> _Task_
Repeat the lines between the one holding "of the hiking" and the one holding "Target: hiking boot", inclusive, switching "hiking boot" to "trail shoe" and leaving everything else as it is.

> _Records for the exercise_
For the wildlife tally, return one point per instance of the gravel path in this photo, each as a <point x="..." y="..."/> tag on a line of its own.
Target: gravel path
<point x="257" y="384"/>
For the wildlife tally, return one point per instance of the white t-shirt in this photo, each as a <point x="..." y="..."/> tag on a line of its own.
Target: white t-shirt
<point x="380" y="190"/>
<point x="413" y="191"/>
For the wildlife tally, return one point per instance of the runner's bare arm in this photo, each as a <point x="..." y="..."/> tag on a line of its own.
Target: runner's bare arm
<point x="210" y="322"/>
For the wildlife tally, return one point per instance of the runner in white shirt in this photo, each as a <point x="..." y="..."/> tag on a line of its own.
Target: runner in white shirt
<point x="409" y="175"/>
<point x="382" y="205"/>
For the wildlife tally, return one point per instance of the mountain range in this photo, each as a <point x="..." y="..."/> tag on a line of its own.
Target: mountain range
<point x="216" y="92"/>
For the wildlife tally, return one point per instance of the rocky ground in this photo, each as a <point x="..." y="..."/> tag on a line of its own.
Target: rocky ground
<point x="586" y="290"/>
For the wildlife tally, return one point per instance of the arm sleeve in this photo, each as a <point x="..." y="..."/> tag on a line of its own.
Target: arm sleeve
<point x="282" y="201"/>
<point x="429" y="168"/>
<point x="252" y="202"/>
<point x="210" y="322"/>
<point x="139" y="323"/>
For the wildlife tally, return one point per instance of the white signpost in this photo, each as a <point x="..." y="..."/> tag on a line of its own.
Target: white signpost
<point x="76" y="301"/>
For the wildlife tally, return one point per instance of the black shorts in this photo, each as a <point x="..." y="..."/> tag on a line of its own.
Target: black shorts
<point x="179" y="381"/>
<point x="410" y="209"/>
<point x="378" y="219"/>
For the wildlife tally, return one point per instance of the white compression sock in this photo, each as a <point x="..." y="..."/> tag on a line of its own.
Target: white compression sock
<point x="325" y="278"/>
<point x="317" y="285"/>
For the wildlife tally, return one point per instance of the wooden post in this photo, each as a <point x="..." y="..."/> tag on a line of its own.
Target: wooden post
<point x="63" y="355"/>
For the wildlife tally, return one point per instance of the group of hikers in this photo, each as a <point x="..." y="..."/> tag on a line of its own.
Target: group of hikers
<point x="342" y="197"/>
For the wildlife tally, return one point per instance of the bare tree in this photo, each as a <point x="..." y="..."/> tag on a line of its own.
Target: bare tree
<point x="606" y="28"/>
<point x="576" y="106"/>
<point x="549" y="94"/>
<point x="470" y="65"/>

---

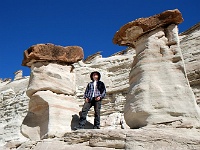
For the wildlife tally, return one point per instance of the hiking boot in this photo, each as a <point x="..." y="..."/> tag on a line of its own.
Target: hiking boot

> _Completed task_
For the wildlife tally, return one point per instance of the trail shoe in this photo, each as a <point x="..." y="..."/> tag on a line of its own.
Target: trail shoe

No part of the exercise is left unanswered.